Excerpt >>
○ ○ ○ ○

YOUR SOLIN GENERATED RECIPE
Greek Yogurt Protein Cheesecake with Fresh Berries
A baked and chilled protein cheesecake made with velvety Greek yogurt and vanilla, finished with a vibrant heap of juicy berries.
INGREDIENTS
0.75 cup Nonfat Greek Yogurt
0.5 scoop Vanilla Whey Protein
2 large Egg Whites
2 tbsp Almond Flour
0.25 cup Fresh Blueberries
0.25 cup Fresh Strawberries
1 tsp Maple Syrup
PREPARATION
Preheat your oven to 325°F and lightly grease a small 4-inch springform pan or ramekin.
In a small bowl, mix the almond flour with a teaspoon of water or maple syrup to form a crumbly paste and press it firmly into the bottom of the pan.

○ ○ ○ ○

Supplied data >>
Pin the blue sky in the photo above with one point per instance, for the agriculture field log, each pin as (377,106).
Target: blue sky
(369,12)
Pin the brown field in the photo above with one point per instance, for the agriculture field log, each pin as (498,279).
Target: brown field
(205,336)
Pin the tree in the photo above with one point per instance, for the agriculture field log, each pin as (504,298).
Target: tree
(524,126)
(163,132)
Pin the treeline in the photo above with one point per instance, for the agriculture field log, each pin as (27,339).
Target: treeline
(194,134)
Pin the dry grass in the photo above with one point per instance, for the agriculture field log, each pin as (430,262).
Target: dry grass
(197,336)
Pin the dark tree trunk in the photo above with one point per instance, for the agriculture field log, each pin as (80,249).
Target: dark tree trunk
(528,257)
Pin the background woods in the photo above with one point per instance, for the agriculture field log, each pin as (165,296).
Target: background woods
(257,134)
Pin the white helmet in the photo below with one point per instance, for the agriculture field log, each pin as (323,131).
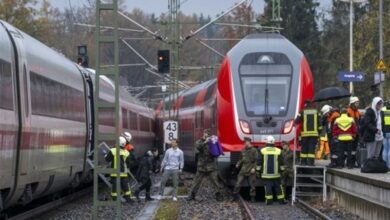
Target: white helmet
(127,136)
(122,141)
(325,109)
(270,140)
(353,99)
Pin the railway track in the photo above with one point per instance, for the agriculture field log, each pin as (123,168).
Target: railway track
(310,209)
(49,205)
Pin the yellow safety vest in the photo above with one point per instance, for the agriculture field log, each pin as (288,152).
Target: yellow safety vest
(386,114)
(310,123)
(344,122)
(270,153)
(124,154)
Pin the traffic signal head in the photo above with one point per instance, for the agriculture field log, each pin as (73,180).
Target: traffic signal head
(163,64)
(82,55)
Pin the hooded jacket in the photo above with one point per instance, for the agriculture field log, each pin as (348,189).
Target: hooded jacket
(369,127)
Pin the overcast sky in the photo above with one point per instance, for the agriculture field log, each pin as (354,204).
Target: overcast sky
(207,7)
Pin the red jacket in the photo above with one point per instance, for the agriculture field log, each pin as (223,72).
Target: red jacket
(338,131)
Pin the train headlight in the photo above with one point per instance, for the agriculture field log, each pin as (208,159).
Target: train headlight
(245,127)
(288,125)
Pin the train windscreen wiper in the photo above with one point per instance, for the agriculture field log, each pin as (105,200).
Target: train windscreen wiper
(267,116)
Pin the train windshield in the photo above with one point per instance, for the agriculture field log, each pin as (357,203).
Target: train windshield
(265,83)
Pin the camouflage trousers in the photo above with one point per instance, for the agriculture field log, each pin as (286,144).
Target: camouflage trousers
(252,184)
(200,176)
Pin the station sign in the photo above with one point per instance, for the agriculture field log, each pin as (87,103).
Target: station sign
(381,66)
(170,131)
(346,76)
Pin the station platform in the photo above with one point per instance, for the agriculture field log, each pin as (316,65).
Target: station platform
(365,194)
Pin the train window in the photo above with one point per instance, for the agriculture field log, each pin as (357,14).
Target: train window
(133,121)
(266,95)
(189,100)
(26,105)
(265,64)
(6,91)
(210,91)
(125,119)
(51,98)
(144,123)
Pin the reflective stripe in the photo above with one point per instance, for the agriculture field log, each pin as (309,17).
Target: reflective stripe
(123,153)
(311,155)
(266,152)
(386,114)
(345,137)
(306,132)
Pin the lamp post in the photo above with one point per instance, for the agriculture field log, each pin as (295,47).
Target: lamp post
(380,45)
(351,37)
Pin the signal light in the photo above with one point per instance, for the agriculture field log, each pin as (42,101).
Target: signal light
(82,58)
(163,64)
(245,127)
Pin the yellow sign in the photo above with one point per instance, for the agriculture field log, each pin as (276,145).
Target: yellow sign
(381,65)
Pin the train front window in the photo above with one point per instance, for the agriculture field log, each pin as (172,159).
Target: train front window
(266,95)
(265,83)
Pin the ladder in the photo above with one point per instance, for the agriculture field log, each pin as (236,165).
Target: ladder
(307,179)
(111,71)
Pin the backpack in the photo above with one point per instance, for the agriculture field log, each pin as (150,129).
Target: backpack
(374,165)
(214,146)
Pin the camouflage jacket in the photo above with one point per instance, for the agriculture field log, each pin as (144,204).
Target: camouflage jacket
(248,160)
(206,162)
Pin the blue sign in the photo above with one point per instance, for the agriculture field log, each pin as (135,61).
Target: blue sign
(345,76)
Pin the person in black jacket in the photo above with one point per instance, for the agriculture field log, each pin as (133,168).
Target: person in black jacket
(143,175)
(372,128)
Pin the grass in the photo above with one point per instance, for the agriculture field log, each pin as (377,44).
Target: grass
(168,210)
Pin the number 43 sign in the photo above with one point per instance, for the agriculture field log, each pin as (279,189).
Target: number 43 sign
(170,131)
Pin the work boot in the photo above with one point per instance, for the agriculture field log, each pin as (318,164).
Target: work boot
(235,197)
(218,197)
(148,198)
(129,200)
(332,163)
(191,197)
(136,193)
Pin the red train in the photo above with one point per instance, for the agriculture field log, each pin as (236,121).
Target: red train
(261,86)
(46,119)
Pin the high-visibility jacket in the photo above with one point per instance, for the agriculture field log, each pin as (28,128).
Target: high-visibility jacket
(270,162)
(344,128)
(124,162)
(310,122)
(385,114)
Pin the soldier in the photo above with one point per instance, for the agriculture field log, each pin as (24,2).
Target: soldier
(288,174)
(206,168)
(270,163)
(123,164)
(247,167)
(309,118)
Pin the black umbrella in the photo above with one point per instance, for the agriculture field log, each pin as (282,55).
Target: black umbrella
(331,93)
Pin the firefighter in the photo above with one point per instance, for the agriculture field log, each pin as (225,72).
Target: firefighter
(353,112)
(269,165)
(124,163)
(309,120)
(247,167)
(344,132)
(324,143)
(333,115)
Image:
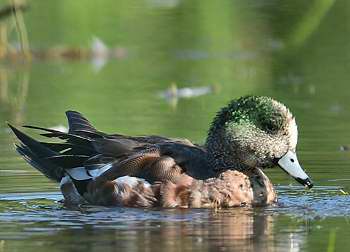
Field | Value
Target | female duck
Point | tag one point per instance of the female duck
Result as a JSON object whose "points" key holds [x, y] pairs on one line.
{"points": [[249, 134]]}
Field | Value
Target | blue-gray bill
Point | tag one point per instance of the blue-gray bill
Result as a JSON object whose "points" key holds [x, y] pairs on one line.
{"points": [[290, 164]]}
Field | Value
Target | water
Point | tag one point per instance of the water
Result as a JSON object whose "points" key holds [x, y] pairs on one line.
{"points": [[297, 53]]}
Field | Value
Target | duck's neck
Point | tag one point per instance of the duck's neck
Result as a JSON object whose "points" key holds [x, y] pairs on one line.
{"points": [[220, 156]]}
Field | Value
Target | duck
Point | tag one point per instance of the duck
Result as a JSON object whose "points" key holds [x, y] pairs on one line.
{"points": [[248, 135]]}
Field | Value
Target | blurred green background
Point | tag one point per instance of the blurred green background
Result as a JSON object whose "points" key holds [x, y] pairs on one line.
{"points": [[115, 60]]}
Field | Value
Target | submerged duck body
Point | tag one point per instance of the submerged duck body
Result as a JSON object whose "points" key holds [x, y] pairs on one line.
{"points": [[249, 134]]}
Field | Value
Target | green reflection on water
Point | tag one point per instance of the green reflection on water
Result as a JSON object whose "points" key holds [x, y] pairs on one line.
{"points": [[243, 47]]}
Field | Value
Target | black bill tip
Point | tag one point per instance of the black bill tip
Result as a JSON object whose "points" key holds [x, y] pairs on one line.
{"points": [[305, 182]]}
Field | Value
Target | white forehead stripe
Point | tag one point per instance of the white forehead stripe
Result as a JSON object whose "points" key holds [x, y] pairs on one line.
{"points": [[289, 162], [293, 131]]}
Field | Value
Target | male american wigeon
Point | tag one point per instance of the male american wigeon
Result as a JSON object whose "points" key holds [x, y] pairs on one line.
{"points": [[248, 135]]}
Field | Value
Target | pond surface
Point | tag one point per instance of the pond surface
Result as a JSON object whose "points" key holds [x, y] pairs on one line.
{"points": [[170, 66]]}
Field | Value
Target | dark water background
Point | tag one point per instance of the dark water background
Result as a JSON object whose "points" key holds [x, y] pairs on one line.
{"points": [[295, 51]]}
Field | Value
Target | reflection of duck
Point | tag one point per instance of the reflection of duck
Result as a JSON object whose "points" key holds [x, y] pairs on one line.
{"points": [[249, 134]]}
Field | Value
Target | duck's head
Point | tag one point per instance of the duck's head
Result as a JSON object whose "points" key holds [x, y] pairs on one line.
{"points": [[255, 131]]}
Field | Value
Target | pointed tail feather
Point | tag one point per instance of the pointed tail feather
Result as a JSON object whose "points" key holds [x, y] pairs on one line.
{"points": [[37, 155], [77, 122]]}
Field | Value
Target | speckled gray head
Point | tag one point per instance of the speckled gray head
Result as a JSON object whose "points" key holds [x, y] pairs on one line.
{"points": [[255, 131]]}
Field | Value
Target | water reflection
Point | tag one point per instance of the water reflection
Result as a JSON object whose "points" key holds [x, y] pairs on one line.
{"points": [[239, 229]]}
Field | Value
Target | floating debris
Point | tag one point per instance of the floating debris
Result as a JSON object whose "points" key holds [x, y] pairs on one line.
{"points": [[344, 148], [343, 192], [173, 93]]}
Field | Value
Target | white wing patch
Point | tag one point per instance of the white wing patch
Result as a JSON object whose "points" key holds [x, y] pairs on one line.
{"points": [[132, 181], [80, 173]]}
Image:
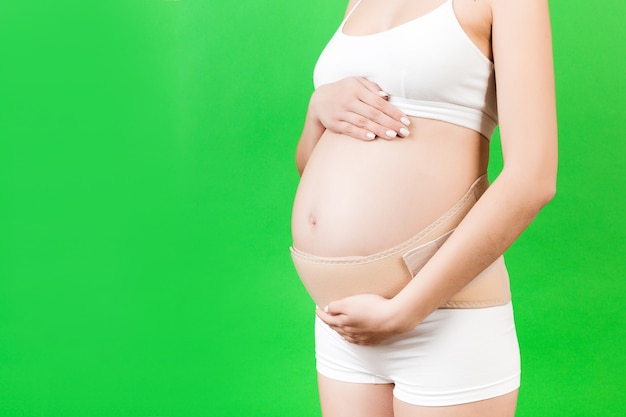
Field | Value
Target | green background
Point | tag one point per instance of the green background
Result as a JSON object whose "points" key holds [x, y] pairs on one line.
{"points": [[146, 181]]}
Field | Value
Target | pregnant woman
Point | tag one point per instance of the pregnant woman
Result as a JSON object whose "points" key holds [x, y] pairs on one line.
{"points": [[397, 235]]}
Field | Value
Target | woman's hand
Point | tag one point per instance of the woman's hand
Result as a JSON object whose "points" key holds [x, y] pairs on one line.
{"points": [[359, 108], [365, 319]]}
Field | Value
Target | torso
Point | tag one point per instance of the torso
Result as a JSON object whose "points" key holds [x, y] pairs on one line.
{"points": [[357, 197]]}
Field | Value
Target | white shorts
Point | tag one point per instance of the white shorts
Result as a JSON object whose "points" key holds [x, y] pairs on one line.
{"points": [[455, 356]]}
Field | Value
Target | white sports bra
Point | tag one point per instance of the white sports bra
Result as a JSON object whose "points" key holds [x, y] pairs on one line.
{"points": [[429, 67]]}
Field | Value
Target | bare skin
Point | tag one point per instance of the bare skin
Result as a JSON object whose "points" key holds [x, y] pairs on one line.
{"points": [[436, 162]]}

○ ○ ○ ○

Problem >> Please continue the cheesecake recipe from its last preparation step onward. The lines have no connection to the cheesecake recipe.

Answer to the problem >>
In a medium mixing bowl, whisk together the Greek yogurt, protein powder, egg whites, and vanilla extract until the batter is completely smooth.
Pour the yogurt mixture over the almond crust and smooth the top with a spatula.
Bake for 25-30 minutes until the edges are set but the center still has a slight jiggle.
Remove from the oven and let it cool to room temperature, then refrigerate for at least 2 hours to firm up.
Top with the fresh berries just before serving for a bright, fresh finish.